Supplied text:
══════

It could be described as a separate host bridge for every root port.
ACPI uses _CRS (current resource settings) to describe the apertures
to PCI and any address translation. Currently the _CRS description is
static, but ACPI does allow those resource assignments to be modified
via _PRS (possible resource settings) and _SRS (set resource
settings).
Bjorn
On Thursday 20 January 2022 11:50:47 Bjorn Helgaas wrote:
> On Thu, Jan 13, 2022 at 11:35:23AM +0100, Pali Rohár wrote:
> > On Wednesday 12 January 2022 18:19:21 Bjorn Helgaas wrote:
> > > On Sat, Jan 08, 2022 at 12:46:58AM +0100, Pali Rohár wrote:
> > > > On Friday 07 January 2022 17:16:17 Bjorn Helgaas wrote:
> > > > > On Fri, Jan 07, 2022 at 11:28:26PM +0100, Pali Rohár wrote:
> > > > > > On Friday 07 January 2022 15:55:04 Bjorn Helgaas wrote:
> > > > > > > On Thu, Nov 25, 2021 at 01:45:58PM +0100, Pali Rohár wrote:
> > > > > > > > Properly propagate failure from mvebu_pcie_add_windows()
> > > > > > > > function back to the caller
> > > > > > > > mvebu_pci_bridge_emul_base_conf_write() and correctly
> > > > > > > > updates PCI_IO_BASE, PCI_MEM_BASE and
> > > > > > > > PCI_IO_BASE_UPPER16 registers on error. On error set
> > > > > > > > base value higher than limit value which indicates that
> > > > > > > > address range is disabled.
> > > > > > >
> > > > > > > Does the spec say that if software programs something
> > > > > > > invalid, hardware should proactively set the base and
> > > > > > > limit registers to disable the window?

══════

[Data extracted from a collection]
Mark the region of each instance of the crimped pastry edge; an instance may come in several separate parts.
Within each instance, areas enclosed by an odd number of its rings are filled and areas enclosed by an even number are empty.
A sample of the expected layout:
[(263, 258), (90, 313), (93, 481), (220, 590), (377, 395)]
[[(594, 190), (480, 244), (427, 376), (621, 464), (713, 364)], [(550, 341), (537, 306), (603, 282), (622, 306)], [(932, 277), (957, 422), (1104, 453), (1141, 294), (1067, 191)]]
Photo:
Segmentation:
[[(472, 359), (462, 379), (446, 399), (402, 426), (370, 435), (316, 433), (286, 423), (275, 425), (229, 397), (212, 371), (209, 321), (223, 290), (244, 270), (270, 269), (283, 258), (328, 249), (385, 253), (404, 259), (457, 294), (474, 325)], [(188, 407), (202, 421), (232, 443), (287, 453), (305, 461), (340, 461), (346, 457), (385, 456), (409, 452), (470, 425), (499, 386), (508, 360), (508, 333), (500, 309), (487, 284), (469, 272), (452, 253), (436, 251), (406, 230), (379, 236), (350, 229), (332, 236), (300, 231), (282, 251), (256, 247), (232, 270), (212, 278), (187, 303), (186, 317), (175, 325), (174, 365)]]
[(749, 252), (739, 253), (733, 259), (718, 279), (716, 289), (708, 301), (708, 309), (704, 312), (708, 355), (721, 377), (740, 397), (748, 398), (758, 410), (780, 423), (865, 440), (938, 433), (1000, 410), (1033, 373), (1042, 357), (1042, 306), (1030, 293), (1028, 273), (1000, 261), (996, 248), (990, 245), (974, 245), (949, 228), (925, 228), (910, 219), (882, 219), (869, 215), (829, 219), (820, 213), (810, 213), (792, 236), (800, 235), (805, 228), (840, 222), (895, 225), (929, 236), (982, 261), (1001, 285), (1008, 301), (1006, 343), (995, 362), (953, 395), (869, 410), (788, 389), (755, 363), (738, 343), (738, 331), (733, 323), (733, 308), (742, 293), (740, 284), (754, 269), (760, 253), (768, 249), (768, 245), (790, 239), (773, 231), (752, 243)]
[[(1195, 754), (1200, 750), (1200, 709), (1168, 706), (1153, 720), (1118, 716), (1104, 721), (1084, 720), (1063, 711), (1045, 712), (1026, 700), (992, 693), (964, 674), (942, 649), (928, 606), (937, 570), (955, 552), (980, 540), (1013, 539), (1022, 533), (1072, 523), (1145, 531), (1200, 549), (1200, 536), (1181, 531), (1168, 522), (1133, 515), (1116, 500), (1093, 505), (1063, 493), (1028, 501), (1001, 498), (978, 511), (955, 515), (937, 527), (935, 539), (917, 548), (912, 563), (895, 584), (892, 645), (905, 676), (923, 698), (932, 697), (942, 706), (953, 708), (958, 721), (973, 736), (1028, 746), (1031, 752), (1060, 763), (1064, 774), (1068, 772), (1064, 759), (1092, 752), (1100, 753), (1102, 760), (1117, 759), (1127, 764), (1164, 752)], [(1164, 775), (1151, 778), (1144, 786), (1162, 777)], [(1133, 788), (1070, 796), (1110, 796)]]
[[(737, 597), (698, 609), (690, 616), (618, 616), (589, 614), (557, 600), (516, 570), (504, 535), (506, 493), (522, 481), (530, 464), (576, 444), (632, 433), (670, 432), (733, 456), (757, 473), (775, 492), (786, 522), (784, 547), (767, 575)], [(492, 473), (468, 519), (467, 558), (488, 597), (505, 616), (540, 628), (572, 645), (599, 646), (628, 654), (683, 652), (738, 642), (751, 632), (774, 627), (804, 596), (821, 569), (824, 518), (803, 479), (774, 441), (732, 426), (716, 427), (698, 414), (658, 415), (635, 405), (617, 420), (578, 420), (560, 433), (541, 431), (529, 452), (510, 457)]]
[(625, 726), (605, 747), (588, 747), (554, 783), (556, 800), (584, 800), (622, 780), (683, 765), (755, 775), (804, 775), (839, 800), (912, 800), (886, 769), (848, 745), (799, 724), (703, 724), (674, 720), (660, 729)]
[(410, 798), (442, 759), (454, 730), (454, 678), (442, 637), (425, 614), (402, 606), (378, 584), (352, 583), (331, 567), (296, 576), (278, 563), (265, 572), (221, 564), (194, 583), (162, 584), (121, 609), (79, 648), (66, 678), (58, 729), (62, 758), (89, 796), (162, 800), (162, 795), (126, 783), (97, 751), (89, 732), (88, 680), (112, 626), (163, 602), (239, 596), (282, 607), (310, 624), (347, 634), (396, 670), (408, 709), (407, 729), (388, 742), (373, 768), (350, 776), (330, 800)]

══════

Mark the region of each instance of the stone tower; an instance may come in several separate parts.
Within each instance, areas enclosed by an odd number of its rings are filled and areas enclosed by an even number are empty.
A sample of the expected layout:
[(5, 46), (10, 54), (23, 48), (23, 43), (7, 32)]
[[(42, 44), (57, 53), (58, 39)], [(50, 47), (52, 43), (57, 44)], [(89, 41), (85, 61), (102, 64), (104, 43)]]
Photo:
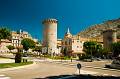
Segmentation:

══════

Tasks to complete:
[A] Copy the mailing-list excerpt on PCI bridge windows in full, without any changes.
[B] From the records, repeat the lines verbatim, beginning at the line that contains "Mark the region of each instance of the crimped" and stopping after the line that contains "325), (174, 365)]]", with both of those lines included.
The text and the records were drawn from separate sources.

Task solutions:
[A]
It could be described as a separate host bridge for every root port.
ACPI uses _CRS (current resource settings) to describe the apertures
to PCI and any address translation. Currently the _CRS description is
static, but ACPI does allow those resource assignments to be modified
via _PRS (possible resource settings) and _SRS (set resource
settings).
Bjorn
On Thursday 20 January 2022 11:50:47 Bjorn Helgaas wrote:
> On Thu, Jan 13, 2022 at 11:35:23AM +0100, Pali Rohár wrote:
> > On Wednesday 12 January 2022 18:19:21 Bjorn Helgaas wrote:
> > > On Sat, Jan 08, 2022 at 12:46:58AM +0100, Pali Rohár wrote:
> > > > On Friday 07 January 2022 17:16:17 Bjorn Helgaas wrote:
> > > > > On Fri, Jan 07, 2022 at 11:28:26PM +0100, Pali Rohár wrote:
> > > > > > On Friday 07 January 2022 15:55:04 Bjorn Helgaas wrote:
> > > > > > > On Thu, Nov 25, 2021 at 01:45:58PM +0100, Pali Rohár wrote:
> > > > > > > > Properly propagate failure from mvebu_pcie_add_windows()
> > > > > > > > function back to the caller
> > > > > > > > mvebu_pci_bridge_emul_base_conf_write() and correctly
> > > > > > > > updates PCI_IO_BASE, PCI_MEM_BASE and
> > > > > > > > PCI_IO_BASE_UPPER16 registers on error. On error set
> > > > > > > > base value higher than limit value which indicates that
> > > > > > > > address range is disabled.
> > > > > > >
> > > > > > > Does the spec say that if software programs something
> > > > > > > invalid, hardware should proactively set the base and
> > > > > > > limit registers to disable the window?

[B]
Mark the region of each instance of the crimped pastry edge; an instance may come in several separate parts.
Within each instance, areas enclosed by an odd number of its rings are filled and areas enclosed by an even number are empty.
A sample of the expected layout:
[(263, 258), (90, 313), (93, 481), (220, 590), (377, 395)]
[[(594, 190), (480, 244), (427, 376), (621, 464), (713, 364)], [(550, 341), (537, 306), (603, 282), (622, 306)], [(932, 277), (957, 422), (1104, 453), (1141, 294), (1067, 191)]]
Photo:
Segmentation:
[[(472, 359), (462, 379), (446, 399), (402, 426), (370, 435), (316, 433), (286, 423), (275, 425), (229, 397), (212, 371), (209, 321), (223, 290), (244, 270), (270, 269), (283, 258), (328, 249), (385, 253), (404, 259), (457, 294), (474, 325)], [(188, 407), (202, 421), (232, 443), (287, 453), (305, 461), (340, 461), (346, 457), (385, 456), (409, 452), (470, 425), (499, 386), (508, 360), (508, 333), (500, 309), (487, 284), (469, 272), (452, 253), (436, 251), (406, 230), (379, 236), (350, 229), (332, 236), (300, 231), (282, 251), (256, 247), (232, 270), (212, 278), (187, 303), (186, 317), (175, 325), (174, 365)]]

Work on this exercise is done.